▸ Work to be completed:
Copy out, word for word, the lines in the records below from the line with "If you could mark the street" up to and including the line with "<point>173,167</point>". Leave out any pictures.

━━ Material ━━

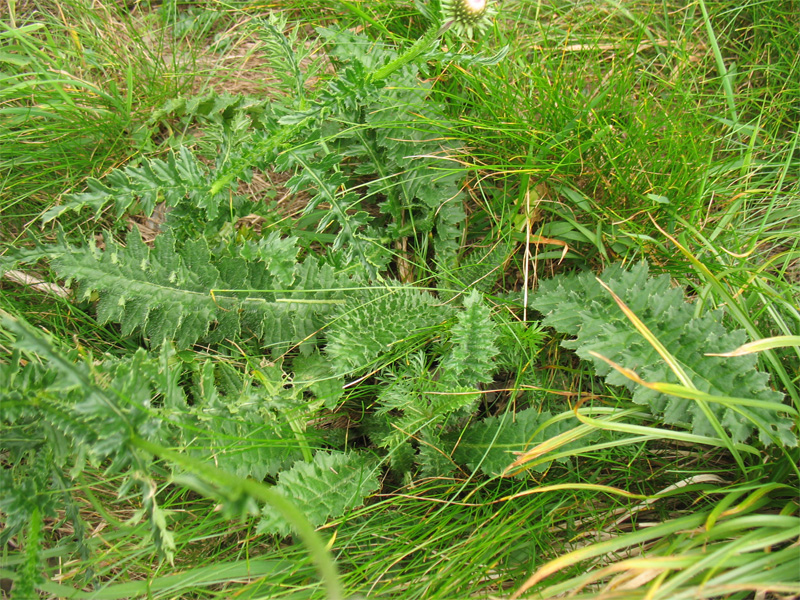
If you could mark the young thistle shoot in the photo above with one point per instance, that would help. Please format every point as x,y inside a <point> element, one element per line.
<point>464,17</point>
<point>467,17</point>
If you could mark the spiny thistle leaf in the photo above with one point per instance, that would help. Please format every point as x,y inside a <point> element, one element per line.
<point>376,321</point>
<point>185,293</point>
<point>327,487</point>
<point>470,361</point>
<point>179,176</point>
<point>579,305</point>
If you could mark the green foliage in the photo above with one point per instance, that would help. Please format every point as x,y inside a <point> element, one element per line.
<point>324,488</point>
<point>578,305</point>
<point>354,335</point>
<point>470,360</point>
<point>495,442</point>
<point>184,292</point>
<point>374,321</point>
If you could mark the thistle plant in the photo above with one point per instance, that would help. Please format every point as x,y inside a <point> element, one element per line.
<point>464,17</point>
<point>467,17</point>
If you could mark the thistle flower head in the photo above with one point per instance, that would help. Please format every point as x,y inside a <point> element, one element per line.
<point>467,16</point>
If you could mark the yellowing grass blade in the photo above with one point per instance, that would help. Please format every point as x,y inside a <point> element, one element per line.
<point>780,341</point>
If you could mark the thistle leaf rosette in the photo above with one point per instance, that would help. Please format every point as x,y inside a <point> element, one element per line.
<point>467,17</point>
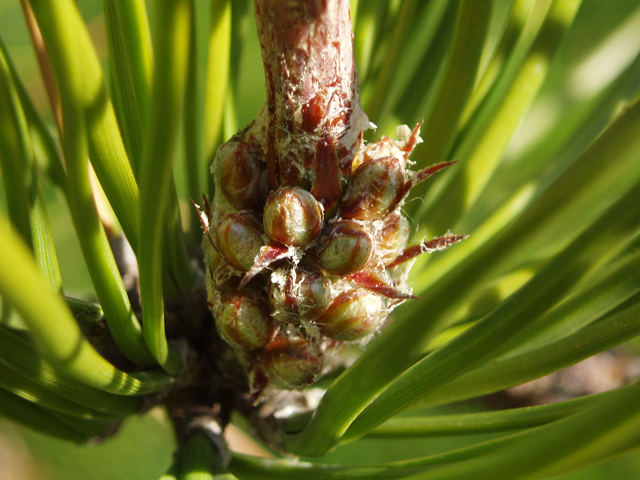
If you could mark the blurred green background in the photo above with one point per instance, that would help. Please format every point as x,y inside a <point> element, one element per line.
<point>605,33</point>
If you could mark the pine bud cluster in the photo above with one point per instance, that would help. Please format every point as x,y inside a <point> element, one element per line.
<point>293,277</point>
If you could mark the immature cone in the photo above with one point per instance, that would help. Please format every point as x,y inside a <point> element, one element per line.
<point>304,213</point>
<point>244,322</point>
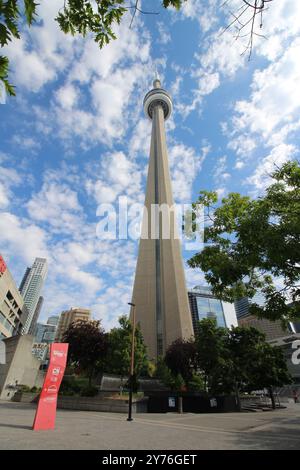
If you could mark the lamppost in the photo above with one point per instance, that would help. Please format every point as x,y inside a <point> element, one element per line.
<point>132,360</point>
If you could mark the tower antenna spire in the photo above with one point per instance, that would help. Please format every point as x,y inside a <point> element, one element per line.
<point>156,81</point>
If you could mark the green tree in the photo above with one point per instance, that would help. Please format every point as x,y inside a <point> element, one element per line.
<point>119,350</point>
<point>76,17</point>
<point>87,346</point>
<point>269,370</point>
<point>255,242</point>
<point>211,354</point>
<point>180,358</point>
<point>98,18</point>
<point>171,379</point>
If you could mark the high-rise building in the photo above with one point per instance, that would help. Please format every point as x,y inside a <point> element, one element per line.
<point>70,316</point>
<point>44,335</point>
<point>36,315</point>
<point>272,329</point>
<point>13,313</point>
<point>242,305</point>
<point>31,287</point>
<point>159,292</point>
<point>53,320</point>
<point>204,304</point>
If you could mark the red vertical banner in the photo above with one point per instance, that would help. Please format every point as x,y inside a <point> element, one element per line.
<point>46,410</point>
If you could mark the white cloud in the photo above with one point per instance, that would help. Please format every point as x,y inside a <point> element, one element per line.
<point>185,164</point>
<point>9,178</point>
<point>116,175</point>
<point>22,238</point>
<point>279,155</point>
<point>57,205</point>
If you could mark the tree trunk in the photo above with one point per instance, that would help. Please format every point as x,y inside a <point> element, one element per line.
<point>90,377</point>
<point>237,397</point>
<point>180,405</point>
<point>272,398</point>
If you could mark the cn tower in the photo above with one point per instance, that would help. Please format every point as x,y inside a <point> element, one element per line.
<point>159,292</point>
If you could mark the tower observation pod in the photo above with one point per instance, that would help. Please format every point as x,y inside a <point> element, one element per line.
<point>159,291</point>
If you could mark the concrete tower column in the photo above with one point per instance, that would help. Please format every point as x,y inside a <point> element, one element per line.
<point>159,292</point>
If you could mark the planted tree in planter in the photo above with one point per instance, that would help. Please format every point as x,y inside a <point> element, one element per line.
<point>119,351</point>
<point>87,346</point>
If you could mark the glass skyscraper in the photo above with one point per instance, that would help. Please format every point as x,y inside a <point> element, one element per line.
<point>204,304</point>
<point>31,287</point>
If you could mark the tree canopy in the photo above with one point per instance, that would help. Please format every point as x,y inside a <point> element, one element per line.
<point>99,17</point>
<point>254,245</point>
<point>222,361</point>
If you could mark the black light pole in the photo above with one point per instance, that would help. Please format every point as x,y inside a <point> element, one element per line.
<point>132,361</point>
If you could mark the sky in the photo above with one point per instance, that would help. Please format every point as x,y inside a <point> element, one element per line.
<point>75,136</point>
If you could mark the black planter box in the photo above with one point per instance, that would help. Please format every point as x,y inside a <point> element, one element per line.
<point>165,402</point>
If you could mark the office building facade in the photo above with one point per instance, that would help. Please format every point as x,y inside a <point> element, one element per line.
<point>271,329</point>
<point>13,313</point>
<point>36,315</point>
<point>204,304</point>
<point>70,316</point>
<point>31,287</point>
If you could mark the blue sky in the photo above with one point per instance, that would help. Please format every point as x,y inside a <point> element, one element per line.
<point>75,136</point>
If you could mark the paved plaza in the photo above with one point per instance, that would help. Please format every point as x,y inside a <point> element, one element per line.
<point>278,429</point>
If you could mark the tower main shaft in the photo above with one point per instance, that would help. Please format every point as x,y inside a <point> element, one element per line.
<point>159,291</point>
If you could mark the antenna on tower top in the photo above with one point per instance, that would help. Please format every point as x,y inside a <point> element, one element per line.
<point>156,81</point>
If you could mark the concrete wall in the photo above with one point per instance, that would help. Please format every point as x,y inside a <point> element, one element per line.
<point>90,403</point>
<point>21,366</point>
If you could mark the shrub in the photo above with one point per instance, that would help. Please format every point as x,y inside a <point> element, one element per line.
<point>89,392</point>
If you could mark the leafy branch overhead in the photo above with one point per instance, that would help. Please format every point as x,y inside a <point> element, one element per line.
<point>76,17</point>
<point>98,18</point>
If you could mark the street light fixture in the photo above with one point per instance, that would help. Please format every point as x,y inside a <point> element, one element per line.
<point>132,360</point>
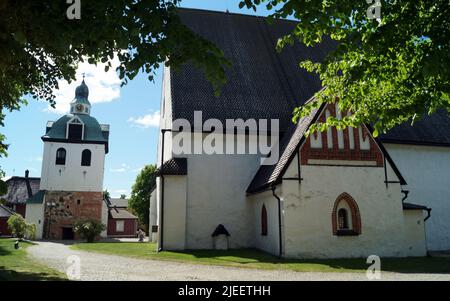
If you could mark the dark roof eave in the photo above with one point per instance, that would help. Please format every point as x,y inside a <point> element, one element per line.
<point>407,142</point>
<point>410,206</point>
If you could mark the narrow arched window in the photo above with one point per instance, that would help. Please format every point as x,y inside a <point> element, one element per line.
<point>342,219</point>
<point>346,219</point>
<point>61,156</point>
<point>86,158</point>
<point>263,221</point>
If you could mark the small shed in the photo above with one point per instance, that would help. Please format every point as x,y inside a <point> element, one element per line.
<point>5,213</point>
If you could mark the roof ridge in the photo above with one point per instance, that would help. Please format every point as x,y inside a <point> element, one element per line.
<point>232,13</point>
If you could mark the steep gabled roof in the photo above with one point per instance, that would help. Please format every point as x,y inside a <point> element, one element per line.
<point>264,84</point>
<point>269,175</point>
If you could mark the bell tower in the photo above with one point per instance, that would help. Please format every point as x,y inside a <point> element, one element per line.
<point>75,147</point>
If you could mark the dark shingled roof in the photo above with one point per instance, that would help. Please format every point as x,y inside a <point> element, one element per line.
<point>264,84</point>
<point>268,175</point>
<point>17,189</point>
<point>38,198</point>
<point>173,167</point>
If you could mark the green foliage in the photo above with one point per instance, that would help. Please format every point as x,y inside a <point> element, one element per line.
<point>20,228</point>
<point>385,71</point>
<point>39,45</point>
<point>89,229</point>
<point>140,193</point>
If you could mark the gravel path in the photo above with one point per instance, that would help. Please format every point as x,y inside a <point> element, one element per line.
<point>96,266</point>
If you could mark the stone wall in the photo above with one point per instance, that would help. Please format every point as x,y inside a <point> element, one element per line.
<point>70,207</point>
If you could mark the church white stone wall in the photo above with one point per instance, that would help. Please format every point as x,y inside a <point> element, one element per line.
<point>72,176</point>
<point>386,229</point>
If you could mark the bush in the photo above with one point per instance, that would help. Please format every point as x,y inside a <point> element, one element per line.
<point>89,229</point>
<point>20,228</point>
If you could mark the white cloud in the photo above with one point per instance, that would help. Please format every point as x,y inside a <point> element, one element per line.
<point>123,167</point>
<point>146,121</point>
<point>117,193</point>
<point>137,169</point>
<point>103,86</point>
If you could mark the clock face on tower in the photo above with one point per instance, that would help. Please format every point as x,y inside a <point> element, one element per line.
<point>79,108</point>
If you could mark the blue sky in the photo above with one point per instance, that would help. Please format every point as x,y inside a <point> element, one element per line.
<point>131,111</point>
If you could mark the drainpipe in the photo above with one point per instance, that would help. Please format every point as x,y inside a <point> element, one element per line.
<point>27,182</point>
<point>428,214</point>
<point>280,241</point>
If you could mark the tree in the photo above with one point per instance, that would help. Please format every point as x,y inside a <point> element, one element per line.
<point>20,228</point>
<point>140,193</point>
<point>40,44</point>
<point>385,70</point>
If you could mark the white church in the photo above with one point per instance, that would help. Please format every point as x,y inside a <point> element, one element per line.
<point>339,193</point>
<point>71,183</point>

━━━

▸ Output of the task:
If you could mark the street light fixture in the photo above with one point per instance, that would help. Please format every point as x,y inside a <point> element, one element per line.
<point>132,360</point>
If you could mark the dark roof eave in the photo above with one point per instance, that would help. Please format every point as x,y inside a <point> element, one element per line.
<point>407,142</point>
<point>410,206</point>
If you could mark the narrow arched window in the photo above with one point per instance, that would help. Please format every point as x,y inside a <point> element, one element per line.
<point>342,219</point>
<point>346,219</point>
<point>61,156</point>
<point>86,158</point>
<point>263,221</point>
If you could mark the small shed in the photo above with one point per instance, that would help. Please format every point as x,y inside a <point> element, one element per line.
<point>5,213</point>
If you could mark the roof ridge in the photo above with one point per instance, that would help. Please format every point as x,y inside a <point> element, one element per line.
<point>232,13</point>
If you could mark the steep gabled roof in the photo above with one point per instance, that would help. Please format every point as x,y inside a <point> element, one element per line.
<point>264,84</point>
<point>269,175</point>
If you could mark the bell tower in the photo above with one point per instance, that would help. Please format every point as x,y inside a <point> element, one element per line.
<point>75,147</point>
If you could mark the dark shingled roof in the photo above with one point per instance, that would help. Please format every point as x,y inside a <point> element, one element per line.
<point>264,84</point>
<point>268,175</point>
<point>17,189</point>
<point>38,198</point>
<point>173,167</point>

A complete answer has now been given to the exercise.